>> begin Data rows

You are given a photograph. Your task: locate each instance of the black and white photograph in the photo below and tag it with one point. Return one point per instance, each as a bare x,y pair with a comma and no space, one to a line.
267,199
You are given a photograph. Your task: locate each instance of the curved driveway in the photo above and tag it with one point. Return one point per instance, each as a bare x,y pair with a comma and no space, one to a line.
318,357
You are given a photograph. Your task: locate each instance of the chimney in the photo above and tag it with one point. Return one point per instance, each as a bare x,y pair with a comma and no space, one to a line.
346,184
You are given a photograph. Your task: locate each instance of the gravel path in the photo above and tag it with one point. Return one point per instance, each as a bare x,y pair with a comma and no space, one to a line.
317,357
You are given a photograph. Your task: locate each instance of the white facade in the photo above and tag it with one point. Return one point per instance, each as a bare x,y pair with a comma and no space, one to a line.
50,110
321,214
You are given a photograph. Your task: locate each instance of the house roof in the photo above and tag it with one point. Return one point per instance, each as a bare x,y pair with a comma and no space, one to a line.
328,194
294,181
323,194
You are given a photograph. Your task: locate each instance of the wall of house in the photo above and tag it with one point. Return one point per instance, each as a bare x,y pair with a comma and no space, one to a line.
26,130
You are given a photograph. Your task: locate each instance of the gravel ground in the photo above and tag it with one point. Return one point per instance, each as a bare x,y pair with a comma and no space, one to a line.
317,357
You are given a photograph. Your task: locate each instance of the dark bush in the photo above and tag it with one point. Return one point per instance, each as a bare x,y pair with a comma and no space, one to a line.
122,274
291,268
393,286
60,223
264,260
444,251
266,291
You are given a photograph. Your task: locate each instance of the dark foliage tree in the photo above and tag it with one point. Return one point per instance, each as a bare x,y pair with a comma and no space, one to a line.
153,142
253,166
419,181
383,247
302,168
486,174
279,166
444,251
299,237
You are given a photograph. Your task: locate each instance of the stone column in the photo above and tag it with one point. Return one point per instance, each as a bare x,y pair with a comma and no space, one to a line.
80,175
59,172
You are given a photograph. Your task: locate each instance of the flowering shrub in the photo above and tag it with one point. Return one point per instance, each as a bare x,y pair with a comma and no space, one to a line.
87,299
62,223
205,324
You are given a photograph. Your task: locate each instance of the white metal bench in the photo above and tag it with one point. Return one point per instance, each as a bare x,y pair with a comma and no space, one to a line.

>> end Data rows

## What is expected:
Restate the whole listing exactly.

## Complete response:
You are given a photograph. Your task: locate each instance of the black and white photograph in the photo below and tag it with one point. Return one point per instance, each as a bare x,y pair with a comma and no space, one to a line.
267,199
You are given a photograph. Your task: locate each instance of the curved driveway in the photo above and tag it with one point. Return one point per instance, each as a bare x,y pair with a comma and no space, one to a line.
318,357
You are given a photograph. Your task: locate each instance of the chimney in the photo above and tag it with one point. Return one point per instance, each as a bare x,y pair with a comma and no space, one to a line.
346,184
You are given a photograph. Your task: locate each instance of the gravel path in the photo above and tag it with one point. Return one point per instance, each as a bare x,y pair with a comma and no space, one to a line.
317,357
You are given a photograph. Your task: locate each instance of the white facade in the photo above and tag it with one point. Return one point per instance, each as a bare x,y pair with a comma and no space, one to a line.
50,110
321,214
You are given a photograph. Your task: locate each instance of the house roof in the photo above and tag it with one point. Return one point per instance, each as a bare x,y pair with a comma and no space, one to a line.
328,194
294,181
323,194
You are given a photograph. Your task: locate each instance of the wall of house in the photo above and tag it with one point. Return one point per instance, each as a bare x,y pair with a comma and no space, one to a line.
26,130
You are given a photograph. Your task: locate each instance of the gravel ground in the photo above and tag it with one point. Return one point per instance, each as a bare x,y pair with a comma and no space, one to a line.
317,357
You are given a photograph. Your task: locate each instance of the dark bush in the photo above and tag it with one point. Return one point per instance, each as a bare x,y pair with a comma and no space, one to a line.
122,274
291,268
393,286
60,223
264,260
444,251
266,291
You are given a photograph. Your task: locate each instance of the dark foliage tree in the photo above and tag it with one point. Return one point per instance, each as a bare x,y pair with a comma and no space, one to a line.
153,142
253,166
419,181
383,247
302,168
486,174
279,166
444,251
299,237
You are given a photograph. Your task: locate each instance of the stone column in the photo above and tag it with one point. Return one point per instance, each as a bare x,y pair with a comma and no space, one to a line.
80,175
59,172
You are given a photograph. Your task: locate each instance of the flowering shrub in the photo above and tag it with one point. Return one point per instance, each as a bare x,y pair with a comma and no space, one to a line.
87,299
62,223
205,324
You are given a photograph. Your task: locate each instance of the white metal bench in the photo above and tag it with one point. Return one point per instance, each as a bare x,y pair with a comma and no space, one to a line.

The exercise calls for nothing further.